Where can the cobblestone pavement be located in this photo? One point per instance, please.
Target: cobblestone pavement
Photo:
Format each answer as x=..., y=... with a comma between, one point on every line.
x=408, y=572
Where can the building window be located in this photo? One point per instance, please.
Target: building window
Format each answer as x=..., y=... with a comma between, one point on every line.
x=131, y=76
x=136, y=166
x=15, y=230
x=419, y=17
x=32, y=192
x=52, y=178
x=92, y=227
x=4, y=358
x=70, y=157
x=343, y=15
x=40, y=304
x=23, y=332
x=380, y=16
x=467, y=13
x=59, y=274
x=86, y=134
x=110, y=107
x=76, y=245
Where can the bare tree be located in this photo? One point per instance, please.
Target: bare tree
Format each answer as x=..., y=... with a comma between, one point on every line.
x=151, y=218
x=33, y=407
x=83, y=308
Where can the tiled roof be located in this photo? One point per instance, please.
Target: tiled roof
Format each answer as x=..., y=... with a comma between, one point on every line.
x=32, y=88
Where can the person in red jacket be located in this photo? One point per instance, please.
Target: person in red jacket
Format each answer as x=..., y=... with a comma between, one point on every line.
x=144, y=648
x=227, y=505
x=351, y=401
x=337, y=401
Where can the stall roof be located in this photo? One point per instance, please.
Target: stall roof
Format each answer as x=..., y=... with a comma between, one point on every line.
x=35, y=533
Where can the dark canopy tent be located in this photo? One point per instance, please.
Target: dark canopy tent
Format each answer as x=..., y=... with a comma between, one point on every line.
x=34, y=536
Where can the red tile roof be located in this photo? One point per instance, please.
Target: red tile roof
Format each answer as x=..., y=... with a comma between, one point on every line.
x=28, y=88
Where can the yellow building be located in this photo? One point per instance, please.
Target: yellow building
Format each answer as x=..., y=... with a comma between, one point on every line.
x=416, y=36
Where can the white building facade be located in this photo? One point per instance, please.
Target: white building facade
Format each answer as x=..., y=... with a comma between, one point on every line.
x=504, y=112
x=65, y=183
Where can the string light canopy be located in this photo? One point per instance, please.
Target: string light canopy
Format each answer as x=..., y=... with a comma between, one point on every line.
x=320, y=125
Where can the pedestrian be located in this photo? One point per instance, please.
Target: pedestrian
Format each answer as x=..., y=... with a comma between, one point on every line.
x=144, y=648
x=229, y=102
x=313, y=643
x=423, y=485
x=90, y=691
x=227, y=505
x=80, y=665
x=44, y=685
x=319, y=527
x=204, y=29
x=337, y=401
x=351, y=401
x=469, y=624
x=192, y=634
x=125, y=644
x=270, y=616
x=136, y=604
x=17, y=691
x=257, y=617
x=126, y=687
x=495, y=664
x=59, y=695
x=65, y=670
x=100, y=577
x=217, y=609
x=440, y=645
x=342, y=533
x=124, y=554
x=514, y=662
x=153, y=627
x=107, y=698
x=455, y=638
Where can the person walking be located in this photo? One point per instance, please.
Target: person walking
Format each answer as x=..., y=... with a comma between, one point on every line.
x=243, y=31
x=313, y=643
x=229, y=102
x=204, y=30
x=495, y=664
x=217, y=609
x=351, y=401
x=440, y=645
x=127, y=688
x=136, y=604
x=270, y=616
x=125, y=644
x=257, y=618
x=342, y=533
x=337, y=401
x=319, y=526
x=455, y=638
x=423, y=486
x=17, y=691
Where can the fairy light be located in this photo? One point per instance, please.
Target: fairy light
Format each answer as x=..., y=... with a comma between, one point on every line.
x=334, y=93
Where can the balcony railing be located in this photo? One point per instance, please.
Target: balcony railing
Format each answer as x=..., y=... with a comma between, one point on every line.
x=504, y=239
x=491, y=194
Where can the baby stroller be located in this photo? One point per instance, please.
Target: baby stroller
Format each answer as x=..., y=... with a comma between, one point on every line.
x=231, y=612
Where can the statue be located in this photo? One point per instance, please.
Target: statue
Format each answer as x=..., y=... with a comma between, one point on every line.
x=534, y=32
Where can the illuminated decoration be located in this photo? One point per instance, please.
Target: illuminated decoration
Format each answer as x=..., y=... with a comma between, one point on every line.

§ **SET TASK**
Rewrite every line from the start of the records through the line containing "x=76, y=245", both ends included. Leave the requests and their format lines unchanged, multiply each x and y coordinate in the answers by 2.35, round to whole numbers with halves rounded up, and give only those lines.

§ **THE OUTPUT**
Where can the cobblestone pavement be located in this photo? One point per instance, please.
Target: cobblestone pavement
Photo:
Format each answer as x=..., y=... with a comma between, one point on every line.
x=959, y=1344
Where can the building window be located in this photo? One point per instance, please.
Target: building window
Format each answer as x=..., y=... with a comma between, one point on every line.
x=308, y=179
x=320, y=390
x=35, y=541
x=985, y=40
x=75, y=451
x=122, y=418
x=216, y=533
x=9, y=841
x=165, y=369
x=806, y=35
x=94, y=714
x=54, y=780
x=893, y=38
x=1097, y=31
x=139, y=644
x=202, y=315
x=259, y=251
x=179, y=576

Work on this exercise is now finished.